▸ **What the task requires**
Reproduce the listing below in full, requests included. Multiply every x,y coordinate in the answers by 0.5 and round to whole numbers, rounding halves up. Leave every number in the requests unchanged.

▸ **Material for the task**
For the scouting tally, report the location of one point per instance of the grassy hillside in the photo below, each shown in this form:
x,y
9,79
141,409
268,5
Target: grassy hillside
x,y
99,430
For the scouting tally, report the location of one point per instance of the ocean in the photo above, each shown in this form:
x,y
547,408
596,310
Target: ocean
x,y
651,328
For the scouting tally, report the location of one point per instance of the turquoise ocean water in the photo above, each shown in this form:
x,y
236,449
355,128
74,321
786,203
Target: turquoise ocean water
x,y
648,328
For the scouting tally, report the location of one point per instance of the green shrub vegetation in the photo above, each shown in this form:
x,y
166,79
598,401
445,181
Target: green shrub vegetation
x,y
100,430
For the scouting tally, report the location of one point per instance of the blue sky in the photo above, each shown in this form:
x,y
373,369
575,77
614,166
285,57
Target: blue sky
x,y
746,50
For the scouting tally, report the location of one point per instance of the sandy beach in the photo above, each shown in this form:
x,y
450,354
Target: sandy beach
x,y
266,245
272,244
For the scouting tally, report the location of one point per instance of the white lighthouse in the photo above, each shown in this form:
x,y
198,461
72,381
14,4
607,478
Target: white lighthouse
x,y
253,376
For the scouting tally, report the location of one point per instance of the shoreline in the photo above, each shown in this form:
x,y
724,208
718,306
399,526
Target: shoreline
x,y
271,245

▸ **Exercise answer**
For the scouting tally, report the location of one point per instance of the grassy hillside in the photo below, each shown in this form:
x,y
9,79
141,409
268,5
Target: grassy hillside
x,y
50,215
For the scouting tally, report the location of one point per instance of the ocean in the photo above, each shown in this form:
x,y
547,408
596,310
Target: ocean
x,y
326,164
For the scouting tally, report the location of one point per instance of the turquoise ocean water in the photo above, each shown in this form:
x,y
236,449
355,128
74,321
786,203
Target: turquoise ocean water
x,y
324,164
For the scouting tally, report the location of one point per instance of the green shrub vegetation in the photo above, each shown in this form:
x,y
166,79
598,401
445,181
Target: green shrub vegetation
x,y
50,215
For the scouting tally, report the location of one point per instance of the blue sky in the photo above, each shown in this form:
x,y
373,369
575,77
614,166
285,57
Target: blue sky
x,y
373,25
For the scouting tally, report the location of one point per instance of the sandy beach in the photo above, each shown in this form:
x,y
450,354
Target: sandy beach
x,y
133,123
136,122
For the scouting tally, report the location of one point per instance of the white lighthouse in the photo above, each shown in this form:
x,y
198,461
72,381
14,4
607,478
Target: white lighthouse
x,y
127,188
For the scouting tally, report the location of one point per instance of the shoreline in the photo above, each shown in this form:
x,y
724,208
718,306
399,526
Target: shoreline
x,y
136,123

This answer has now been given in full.